═════ EXTRAIT CHOISI ═════

Éducation à la sexualité à l’école · Quand l’État se prend les pieds dans le tapis des revendications militantes

Christian Flavigny, psychanalyste, pédopsychiatre, directeur de recherche à l’Institut Thomas More

2 juillet 2025 • Entretien •


Le programme national d’éducation à la vie affective et relationnelle, et à la sexualité (EVARS) entrera en vigueur à la rentrée scolaire 2025. Christian Flavigny explique pourquoi il est dangereux, idéologique et fallacieux. La question, pour lui, n’est pas de soupeser ce qu’il y aurait de valable dans ce programme : il doit être supprimé, purement et simplement.


Qu’entend-on par la notion de « sexe biologique » ? Pourquoi y opposer le « genre » comme le fait le ministère de l’éducation nationale ?

Tout simplement le fait que nous avons un corps sexué . L’enfant le sait très tôt : il y a des garçons et des filles. Cela anime ses questionnements : pourquoi ? La seule réponse qu’il parvient à se faire à ce qui est pour lui une énigme, est que son père fut un petit garçon dans son enfance (ses grands-parents le lui racontent), sa mère une petite fille. C’est donc cela : quand petit garçon on devient un papa, quand petite fille on devient une maman, ensemble on peut faire des enfants. Bingo ! Il y a deux sexes parce que c’est comme cela que viennent les enfants. Reste la question qui agite l’enfant : comment petit garçon devient-on un papa ; petite fille, une maman ?

La voie qu’explore l’enfant est de s’identifier au parent de même sexe que lui, de le prendre pour repère, d’en dégager ce que pourrait bien être la masculinité, qui, garçon, caractérise leur sexe commun : le masculin : ce que peut être la féminité, qui, fille, caractérise leur sexe commun : le féminin. C’est la voie pour s’approprier le masculin, le féminin. Mais on le sait, le processus est complexe car du masculin ou du féminin à l’état pur, cela n’existe pas.

L’enfant s’interroge, sur fond d’une question existentielle pour lui : est-ce que comme petit garçon/comme petite fille, que je réponds au mieux aux attentes qui étaient les leurs ? Parfois la réponse qu’il se fait est prise dans des tiraillements, parfois il teste ce que serait être de l’autre sexe, parfois il l’imagine. Il arrive que cela le hante. Si cela insiste – parfois dès l’enfance, c’est rare mais possible, le plus souvent avant ou lors de l’adolescence –, alors il y a un malaise identitaire dont il faut se préoccuper : le pédopsychiatre peut aider à démêler les questionnements, ceux des parents, ceux de l’enfant, qui s’entremêlent.

═════

§ **TÂCHES À RÉALISER**:
1) Répondez à ces questions sur l'entretien consacré à l'éducation à la sexualité :
(a) À quelle rentrée scolaire le programme EVARS entrera-t-il en vigueur ?
(b) À quel parent l'enfant s'identifie-t-il pour explorer le masculin ou le féminin ?
(c) Quel spécialiste peut aider à démêler les questionnements en cas de malaise identitaire ?
2) Dans l'entretien sur l'éducation à la sexualité, relevez les adjectifs par lesquels le chapeau résume le jugement de Christian Flavigny sur le programme EVARS.
3) Poursuivez l'entretien sur l'éducation à la sexualité à l'école à partir de sa dernière phrase.

═════ MATÉRIEL EXTRAIT ═════

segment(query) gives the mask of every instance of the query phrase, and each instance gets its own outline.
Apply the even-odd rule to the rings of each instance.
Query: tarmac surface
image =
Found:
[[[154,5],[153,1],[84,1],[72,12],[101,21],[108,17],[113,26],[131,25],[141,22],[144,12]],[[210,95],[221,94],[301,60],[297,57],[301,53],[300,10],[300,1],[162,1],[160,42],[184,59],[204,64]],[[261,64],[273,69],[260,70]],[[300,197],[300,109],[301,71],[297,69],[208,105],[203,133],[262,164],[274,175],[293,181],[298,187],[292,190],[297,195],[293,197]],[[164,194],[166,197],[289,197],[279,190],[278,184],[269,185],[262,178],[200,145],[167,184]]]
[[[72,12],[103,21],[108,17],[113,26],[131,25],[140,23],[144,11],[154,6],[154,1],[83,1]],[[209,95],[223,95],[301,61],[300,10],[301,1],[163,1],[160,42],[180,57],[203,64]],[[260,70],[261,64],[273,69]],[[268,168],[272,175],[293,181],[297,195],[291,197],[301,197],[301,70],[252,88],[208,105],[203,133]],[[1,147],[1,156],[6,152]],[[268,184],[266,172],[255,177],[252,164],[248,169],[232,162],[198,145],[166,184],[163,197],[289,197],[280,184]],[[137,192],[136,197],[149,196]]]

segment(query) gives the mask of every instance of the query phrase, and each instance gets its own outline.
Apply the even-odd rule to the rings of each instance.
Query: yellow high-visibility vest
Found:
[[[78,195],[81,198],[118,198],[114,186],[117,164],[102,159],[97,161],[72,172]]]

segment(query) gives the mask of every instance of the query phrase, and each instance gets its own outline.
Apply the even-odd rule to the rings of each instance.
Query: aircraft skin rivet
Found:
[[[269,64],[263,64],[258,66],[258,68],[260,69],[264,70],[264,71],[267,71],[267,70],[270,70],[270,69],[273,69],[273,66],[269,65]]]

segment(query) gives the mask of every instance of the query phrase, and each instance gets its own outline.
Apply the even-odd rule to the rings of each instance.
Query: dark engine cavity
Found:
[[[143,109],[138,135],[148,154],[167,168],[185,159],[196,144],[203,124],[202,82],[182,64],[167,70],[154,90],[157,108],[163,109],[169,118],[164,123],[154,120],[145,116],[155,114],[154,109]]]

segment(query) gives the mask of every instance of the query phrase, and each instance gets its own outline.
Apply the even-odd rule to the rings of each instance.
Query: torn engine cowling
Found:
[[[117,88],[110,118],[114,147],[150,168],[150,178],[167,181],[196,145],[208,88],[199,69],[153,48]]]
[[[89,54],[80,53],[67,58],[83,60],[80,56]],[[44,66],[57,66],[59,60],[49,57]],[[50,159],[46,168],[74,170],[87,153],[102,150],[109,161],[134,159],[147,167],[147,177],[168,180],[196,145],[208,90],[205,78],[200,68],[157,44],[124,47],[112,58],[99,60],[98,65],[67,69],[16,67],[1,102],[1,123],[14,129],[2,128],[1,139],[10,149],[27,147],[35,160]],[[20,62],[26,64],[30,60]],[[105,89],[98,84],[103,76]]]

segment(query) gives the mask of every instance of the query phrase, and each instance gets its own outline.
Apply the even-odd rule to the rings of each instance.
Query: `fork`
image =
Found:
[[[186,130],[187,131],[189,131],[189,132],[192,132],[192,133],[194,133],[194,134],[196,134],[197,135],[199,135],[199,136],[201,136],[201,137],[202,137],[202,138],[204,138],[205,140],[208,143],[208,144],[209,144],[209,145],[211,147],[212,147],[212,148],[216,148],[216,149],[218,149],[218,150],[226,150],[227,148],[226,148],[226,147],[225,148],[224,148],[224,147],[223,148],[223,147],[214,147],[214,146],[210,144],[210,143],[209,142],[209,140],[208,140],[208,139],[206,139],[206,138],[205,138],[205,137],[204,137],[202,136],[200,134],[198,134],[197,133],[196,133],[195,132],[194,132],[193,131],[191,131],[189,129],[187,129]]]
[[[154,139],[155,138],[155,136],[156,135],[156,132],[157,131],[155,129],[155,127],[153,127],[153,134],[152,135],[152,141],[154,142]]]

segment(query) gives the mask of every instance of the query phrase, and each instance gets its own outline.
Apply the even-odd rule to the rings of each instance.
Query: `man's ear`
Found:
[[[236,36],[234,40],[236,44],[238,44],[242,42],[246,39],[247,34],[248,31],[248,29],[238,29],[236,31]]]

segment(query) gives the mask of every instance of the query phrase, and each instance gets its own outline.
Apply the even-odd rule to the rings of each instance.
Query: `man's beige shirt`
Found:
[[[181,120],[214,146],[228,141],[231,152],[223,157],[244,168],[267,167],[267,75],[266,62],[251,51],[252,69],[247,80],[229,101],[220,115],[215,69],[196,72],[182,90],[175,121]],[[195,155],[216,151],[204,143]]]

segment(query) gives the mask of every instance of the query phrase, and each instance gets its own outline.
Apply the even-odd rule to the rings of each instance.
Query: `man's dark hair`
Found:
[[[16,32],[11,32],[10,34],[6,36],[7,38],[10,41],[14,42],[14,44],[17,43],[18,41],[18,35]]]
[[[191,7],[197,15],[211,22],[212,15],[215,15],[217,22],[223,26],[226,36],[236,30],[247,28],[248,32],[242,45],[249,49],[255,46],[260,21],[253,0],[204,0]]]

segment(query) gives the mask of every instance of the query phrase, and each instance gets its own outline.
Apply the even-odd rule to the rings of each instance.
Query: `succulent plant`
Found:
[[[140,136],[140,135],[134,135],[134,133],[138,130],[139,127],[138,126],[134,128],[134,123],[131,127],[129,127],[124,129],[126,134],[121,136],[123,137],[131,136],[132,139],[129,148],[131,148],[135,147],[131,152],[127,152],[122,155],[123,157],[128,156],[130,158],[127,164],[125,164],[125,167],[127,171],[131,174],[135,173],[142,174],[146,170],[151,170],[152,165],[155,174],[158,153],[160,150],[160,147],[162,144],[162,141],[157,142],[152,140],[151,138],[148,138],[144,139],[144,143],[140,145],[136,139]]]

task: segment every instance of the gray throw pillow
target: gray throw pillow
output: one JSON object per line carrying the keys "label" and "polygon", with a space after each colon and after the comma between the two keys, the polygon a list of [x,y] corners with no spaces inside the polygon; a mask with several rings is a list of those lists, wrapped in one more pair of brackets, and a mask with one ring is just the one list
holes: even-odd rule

═════

§ **RÉPONSES PAR TÂCHE**:
1)
(a) La rentrée scolaire 2025.
(b) Au parent de même sexe que lui.
(c) Le pédopsychiatre.

2) dangereux, idéologique, fallacieux

3)
Le plus souvent les enfants grandissent à l’écart de l’autre sexe, voire aimablement le dénigrent : les filles c’est bête, les garçons c’est vantard. Cela fait partie de la vie de famille, entre frères et sœurs. C’est que la construction identitaire et l’appropriation du repère masculin/féminin sont en cours ; ils se confortent en groupes de sexe, séparés sur la cour de récréation.

Le ministère de l’Éducation nationale depuis maintenant de nombreuses années relaie la thèse nord-américaine du gender. Or, cette thèse ne connaît pas le processus d’appropriation de l’identité sexuée, ce qui l’amène à schématiser la question sexuée en deux aspects qui seraient indépendants : le corporel (le « sexe biologique ») et le psychologique (le gender, mal traduit en français par « genre »), comme s’ils étaient sans relation à établir l’un avec l’autre – sinon la domination que le second impose sur le sexe corporel, avec le pouvoir qu’il aurait de dire qu’il ne pas correspond pas, qu’il y a erreur. L’« autodétermination de genre » reflète en psychologie l’individualisme nord-américain et l’immaturité psychologique d’une culture hantée par l’attitude normative qu’elle a historiquement entretenue à l’égard des « minorités sexuelles », dont elle tente de se racheter aujourd’hui par cette thèse qui a permis auxdites minorités de s’affirmer socialement.

Elle théorise la situation comme « dysphorie de genre », une dénomination typique de la manière psychologique nord-américaine qui classifie faute de détenir l’explication à ce qu’il se passe (et avec une terminologie « à l’ancienne » teintée de résonances au grec ancien), qui donne une apparence sérieuse et scientifique – ce qu’elle n’est que sur la forme, le fond étant creux. En fait, il s’agit de ce qui mérite d’être appelé une « angoisse de sexuation pubertaire », ce qui dit le phénomène en termes français et surtout selon la compréhension psychodynamique française, permettant de l’aborder sur le fond du malaise, avec le jeune et ses parents.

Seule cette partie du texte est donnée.